Description of the task —
Each line below must be transcribed exactly, and no picture may appear in the transcription.
Records to process Block Start
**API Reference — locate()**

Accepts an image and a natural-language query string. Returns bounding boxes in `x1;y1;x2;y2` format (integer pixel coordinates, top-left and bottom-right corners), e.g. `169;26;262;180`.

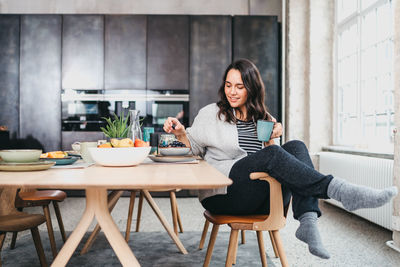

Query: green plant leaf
101;113;131;138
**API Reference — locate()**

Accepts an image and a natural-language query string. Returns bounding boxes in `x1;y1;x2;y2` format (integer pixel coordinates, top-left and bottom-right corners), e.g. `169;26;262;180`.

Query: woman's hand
163;117;190;148
263;139;275;147
269;117;283;139
163;117;186;136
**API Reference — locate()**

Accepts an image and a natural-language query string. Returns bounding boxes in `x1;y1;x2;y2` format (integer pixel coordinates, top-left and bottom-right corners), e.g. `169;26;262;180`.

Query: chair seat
204;210;269;225
0;212;46;232
19;190;67;202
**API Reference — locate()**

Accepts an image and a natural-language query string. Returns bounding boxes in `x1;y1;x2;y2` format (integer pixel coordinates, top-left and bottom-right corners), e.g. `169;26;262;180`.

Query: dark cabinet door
233;16;280;120
147;15;189;90
105;15;147;90
189;16;232;124
20;15;62;151
0;15;20;138
62;15;104;89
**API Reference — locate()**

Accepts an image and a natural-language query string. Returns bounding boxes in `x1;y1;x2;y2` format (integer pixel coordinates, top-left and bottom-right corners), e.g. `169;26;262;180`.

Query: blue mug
257;120;274;141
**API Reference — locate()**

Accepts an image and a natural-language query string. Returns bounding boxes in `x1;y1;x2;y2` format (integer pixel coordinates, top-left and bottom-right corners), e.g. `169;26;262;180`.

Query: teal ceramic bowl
43;156;79;165
0;149;42;163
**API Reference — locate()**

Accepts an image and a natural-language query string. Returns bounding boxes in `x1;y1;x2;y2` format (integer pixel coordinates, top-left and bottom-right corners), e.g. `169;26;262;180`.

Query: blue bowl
42;156;79;166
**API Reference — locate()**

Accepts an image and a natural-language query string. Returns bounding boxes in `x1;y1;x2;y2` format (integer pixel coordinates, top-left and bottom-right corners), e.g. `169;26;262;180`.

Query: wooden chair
0;187;48;267
11;189;67;258
199;172;289;267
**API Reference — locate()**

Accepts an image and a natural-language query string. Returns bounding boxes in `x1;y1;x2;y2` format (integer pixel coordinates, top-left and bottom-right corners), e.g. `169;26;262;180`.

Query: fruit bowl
88;147;151;167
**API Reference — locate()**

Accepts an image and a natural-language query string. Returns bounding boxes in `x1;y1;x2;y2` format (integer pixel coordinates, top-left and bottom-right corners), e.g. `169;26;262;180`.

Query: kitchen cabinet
0;15;20;138
189;16;232;124
62;15;104;89
105;15;147;90
233;16;281;120
147;15;189;90
19;15;62;152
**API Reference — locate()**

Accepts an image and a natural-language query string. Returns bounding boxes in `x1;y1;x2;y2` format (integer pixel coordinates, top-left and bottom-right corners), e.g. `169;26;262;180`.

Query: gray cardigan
186;103;248;201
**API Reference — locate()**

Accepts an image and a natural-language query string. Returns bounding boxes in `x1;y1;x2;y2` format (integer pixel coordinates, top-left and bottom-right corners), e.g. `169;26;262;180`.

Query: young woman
163;59;397;259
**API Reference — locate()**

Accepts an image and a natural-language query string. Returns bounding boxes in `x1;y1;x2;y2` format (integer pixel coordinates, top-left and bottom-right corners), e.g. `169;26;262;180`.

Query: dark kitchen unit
20;15;62;152
0;16;19;140
189;15;232;125
233;16;281;120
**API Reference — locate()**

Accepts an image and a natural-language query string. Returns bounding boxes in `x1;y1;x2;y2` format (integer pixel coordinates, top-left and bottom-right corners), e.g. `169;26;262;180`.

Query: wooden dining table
0;159;232;266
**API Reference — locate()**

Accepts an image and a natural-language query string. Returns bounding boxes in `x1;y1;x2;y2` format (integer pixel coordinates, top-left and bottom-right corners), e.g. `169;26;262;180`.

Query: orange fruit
98;143;112;148
134;139;149;147
46;151;67;158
Records to process Block End
Exercise result —
**API Reference — locate()**

Accepts an image and a natural-language query string. Returns bounding boxes in `x1;y1;x2;y2` format (integer pixel coordinates, top-left and bottom-right corners), e.g. `169;26;262;180`.


Query: green plant leaf
101;113;131;138
**API Reference — locate()**

Accepts an image and a natural-language query string. Returns bounding boxes in `x1;y1;x2;y2` format (integer pixel coordinates, top-left and bottom-right corners), e.g. `169;26;262;180`.

Query: woman's hand
163;117;190;148
263;139;275;147
269;117;283;139
163;117;186;136
**API Reference — locate()**

Accepts an image and a natural-language query string. Returns bounding boxes in `x1;y1;x2;y2` format (integer pixel coordinates, top-left and bottom-right corners), e.g. `169;26;262;180`.

Query: chair seat
204;210;269;225
0;212;46;232
19;190;67;202
**API Reference — locate()**

Accepts an image and a natural-language query string. Returns bounding boxes in `x1;y1;x2;y2` format (integer pixel coordinates, top-left and bottom-right corners), e.g. `169;26;262;180`.

Query: dark cabinet door
233;16;280;120
147;15;189;90
105;15;147;90
189;16;232;124
20;15;62;151
0;15;20;138
62;15;104;89
**API Reference — locate()**

Accepts an image and a natural-language query string. Returns bounding boxes in `x1;y1;x2;y2` format (integer pixel coordinates, top-left and bottom-right corners), e.g. `169;26;262;180`.

Query: blue mug
257;120;274;141
**API Reference — locate()**

Accepts an image and a natural-language query string. Returns bounding boxes in `x1;y1;x2;y2` format (integer pixel coordinates, top-left and bottom-right corners), e.g. `169;26;262;180`.

Query: teal ceramic bowl
43;156;79;165
0;149;42;163
**API Reference — locate()**

Accepts an image and a natural-language query string. Returns bounding boxes in `x1;y1;x2;y2` format (integer pixel coordinates, top-left and bottom-right corners), e.g. `169;26;262;180`.

Query: blue bowl
42;156;79;166
**API Reference — locate()**

Accepts an image and a natural-language query string. Returns bounding boxes in `x1;y1;x2;y2` format (integer pixel coordinates, top-left and bottom-right corners), e.g. `169;26;262;180`.

Query: wooden chair
0;187;48;267
11;189;67;258
199;172;289;267
**API Reference — locate()**

Accepts an image and a natural-language query string. Returns bounding boxes in `x1;y1;x2;y2` format (integer pixel coordinates, top-left and bottom-right corners), e.g. `169;26;262;180`.

Query: fruit bowl
88;147;151;167
**API Reference — locate()**

Accepts an image and a natural-language query string. Returns bounding boxes in `x1;y1;x2;y2` format (integer pixel coordinates, top-left and bottom-right corners), e.g. `169;26;262;180`.

Query: kitchen cabinet
0;15;20;138
189;16;232;124
62;15;104;89
105;15;147;90
233;16;281;120
147;15;189;90
19;15;62;152
**API Reference — locate()**

Accepts an image and a natural-language query string. Returns bounding boxes in `x1;y1;x2;y2` format (integer pixel coordinates, top-left and bottom-right corners), e.g. `169;26;262;180`.

Query: gray cardigan
186;103;248;201
**API Reference — locate()**

Accepts an image and a natural-language query string. Returns bounding boxes in `x1;y1;x2;y2` format (integer pixel coordinates, top-left and bottom-right corners), e.g. `169;26;262;180`.

Query: young woman
163;59;397;259
**API Reference — locate()**

Accepts an image and a natural-language query string. Returns bounding boxes in `x1;y1;x2;y2` format (integer pixel coordinates, top-left and bottom-right corners), e.g. `169;26;262;180`.

Query: dark kitchen unit
20;15;62;152
0;16;19;140
189;15;232;125
233;16;281;120
**API Reference — locate()**

Accepts an image and a natural-language query string. Returns bounding boxes in `x1;y1;x2;y2` format (integer pixel coordinates, top-left and bottom-right corners), e.g. `169;26;262;180`.

Query: wooden dining table
0;159;232;266
**API Reference — locate()**

Accepts an image and a natural-language query string. Returns bounding boxes in `x1;y1;x2;y2` format (integer pixel coordinates, top-left and bottom-right corners), e.g. `169;26;262;180`.

Query: orange fruit
98;143;112;148
134;139;149;147
46;151;67;158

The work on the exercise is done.